:: SELECTED EXCERPT ::
**********

Stage 2 — Your agents need a sandbox

Run the agent's shell commands inside a Docker sandbox, so a mistaken command hits a throwaway container instead of your host.

Stage 1 made a crash survivable. When a turn finished, its output went to durable storage, so a retry picked up the saved work instead of paying for the same model call twice. The agent itself was deliberately plain: a PydanticAI agent with one tool, exec, that ran shell commands directly in the host process.

That host process is what this stage fixes. Running commands on your own machine is fine for a first demo. It turns into a liability the moment the agent does something you did not foresee, and an agent doing something you did not foresee is the normal case, not the rare one.

This walkthrough uses stage_2_sandboxed_exec.py from the runnable Agent Harness Platform example. If you have not cloned the repo yet, start with Get the code on the overview page.

The agent's shell is your shell

Think about what the exec tool actually is. The agent picks a shell command, the host runs it, and the output goes back to the model. Most of the time the command is harmless: an ls to look around, a cat to read a file, a grep to find something. The trouble is that the same opening that lets the agent run ls lets it run rm -rf against the wrong directory, or a script that quietly fills the disk, or a curl ... | bash it talked itself into.

In Stage 1 those commands run with whatever access the worker has. On your laptop that is your home directory and every other project sitting beside this one. On a server it is the production worker's filesystem. The agent reasons about the files it can see, and the files it can see are yours, so one wrong command can delete things that had nothing to do with the task.

Stage 2 gives the agent a room of its own. Each run happens inside a with DockerSandbox(...) block, and every shell command runs inside that container instead of on the host. The container has its own filesystem, its own process table, and its own network view, so a bad command lands on a throwaway container and a mounted workspace rather than reaching back to your machine.

Host processyour laptop / runner — no agent shell here

Kitaru flow + PydanticAI agentdecides the commands · calls exec(command)

exec(command) → run(command) → ExecResult

DockerSandbox containerown filesystem + network namespace

long-lived bash --noprofile --norcone shell per run · state persists across exec calls

exec 1: cd /tmp
exec 2: ls (still in /tmp)

**********

:: EXTRACTED RECORDS ::

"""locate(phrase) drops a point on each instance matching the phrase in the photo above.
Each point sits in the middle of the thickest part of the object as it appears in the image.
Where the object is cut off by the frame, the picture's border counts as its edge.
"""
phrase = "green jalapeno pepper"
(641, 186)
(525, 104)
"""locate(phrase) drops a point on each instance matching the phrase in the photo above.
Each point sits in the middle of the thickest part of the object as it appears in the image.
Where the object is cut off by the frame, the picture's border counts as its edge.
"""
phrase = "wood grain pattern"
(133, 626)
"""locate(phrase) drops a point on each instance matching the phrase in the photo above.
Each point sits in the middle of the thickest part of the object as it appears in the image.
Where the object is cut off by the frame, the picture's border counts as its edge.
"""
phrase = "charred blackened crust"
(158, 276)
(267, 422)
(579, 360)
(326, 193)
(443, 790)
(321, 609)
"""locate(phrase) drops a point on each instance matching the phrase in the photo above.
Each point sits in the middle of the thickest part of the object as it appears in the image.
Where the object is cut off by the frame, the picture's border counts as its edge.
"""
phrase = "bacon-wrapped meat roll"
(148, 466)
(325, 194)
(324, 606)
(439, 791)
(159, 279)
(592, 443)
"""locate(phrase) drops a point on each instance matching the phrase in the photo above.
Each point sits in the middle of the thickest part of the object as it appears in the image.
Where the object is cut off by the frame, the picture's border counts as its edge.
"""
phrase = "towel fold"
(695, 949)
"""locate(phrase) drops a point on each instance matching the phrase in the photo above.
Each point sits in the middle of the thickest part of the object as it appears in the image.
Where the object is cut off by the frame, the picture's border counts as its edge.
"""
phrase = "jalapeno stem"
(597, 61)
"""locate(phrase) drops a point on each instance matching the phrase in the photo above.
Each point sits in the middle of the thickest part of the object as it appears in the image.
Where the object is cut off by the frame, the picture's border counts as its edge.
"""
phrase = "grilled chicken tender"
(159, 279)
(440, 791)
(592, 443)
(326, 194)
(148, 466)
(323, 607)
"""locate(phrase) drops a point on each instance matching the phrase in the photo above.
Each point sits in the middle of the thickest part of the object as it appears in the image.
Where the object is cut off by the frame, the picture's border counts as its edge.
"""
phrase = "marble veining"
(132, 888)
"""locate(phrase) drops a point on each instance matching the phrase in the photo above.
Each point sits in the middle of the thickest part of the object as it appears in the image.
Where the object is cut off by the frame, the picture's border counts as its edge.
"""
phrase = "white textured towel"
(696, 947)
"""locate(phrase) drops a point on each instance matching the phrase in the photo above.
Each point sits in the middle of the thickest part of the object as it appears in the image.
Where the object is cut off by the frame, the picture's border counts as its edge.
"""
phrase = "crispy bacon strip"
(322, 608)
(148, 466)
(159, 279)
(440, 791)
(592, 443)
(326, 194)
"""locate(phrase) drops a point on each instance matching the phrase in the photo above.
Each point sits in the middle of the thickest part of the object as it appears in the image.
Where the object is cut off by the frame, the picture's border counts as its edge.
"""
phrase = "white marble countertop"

**********

:: TO BE DONE ::
**1)** In the page on sandboxing the agent's shell commands, where did the Stage 1 exec tool run shell commands?
**2)** Carry the page on sandboxing the agent's shell commands forward from its last line.

:: RESULTS OF THE TASKS ::
**1)** Directly in the host process.

**2)**
rm -rf / destroys the container, not the host

/workspacenamed volume · survives container teardown

Host filesystem damage is contained to the container and its mounted /workspace volume; outbound network calls still have real effects. Docker is the tutorial sandbox — a filesystem and namespace boundary for accidental misbehavior, not a full hostile-code boundary. Because exec only needs run(command) → ExecResult, a fork can swap in gVisor, Firecracker, or an external sandbox.

One-time setup

Build the sandbox image once:

docker build -t agent-harness-platform-sandbox -f docker/sandbox.Dockerfile docker/

If you would rather build everything at once, bash setup.sh builds this image along with the proxy and mock images that stages 4 and up use.

Run it

DISABLE_CACHE=1 uv run python stage_2_sandboxed_exec.py

The flow runs two agent.run_sync() turns that share a single with DockerSandbox(...). Turn 1 looks around the machine and cds into /tmp. Turn 2 writes a summary.txt "in the current directory," and because the container's shell is long-lived, turn 1's cd is still in effect, so the file lands at /tmp/summary.txt even though turn 2 never names an absolute path.

DISABLE_CACHE=1 forces every checkpoint to re-execute. Leave it off and a repeat run serves both turns from cache, and you never get to watch the sandbox run a command. While you are learning what it does, you want the commands to really run.

What you should see in the logs

Every line that starts with [sandbox] is a command running inside the container, never on your host:

[sandbox] Started container e87af8e85ec2 (image=agent-harness-platform-sandbox, /workspace ← workspace_…)
Kitaru: Checkpoint `default` started.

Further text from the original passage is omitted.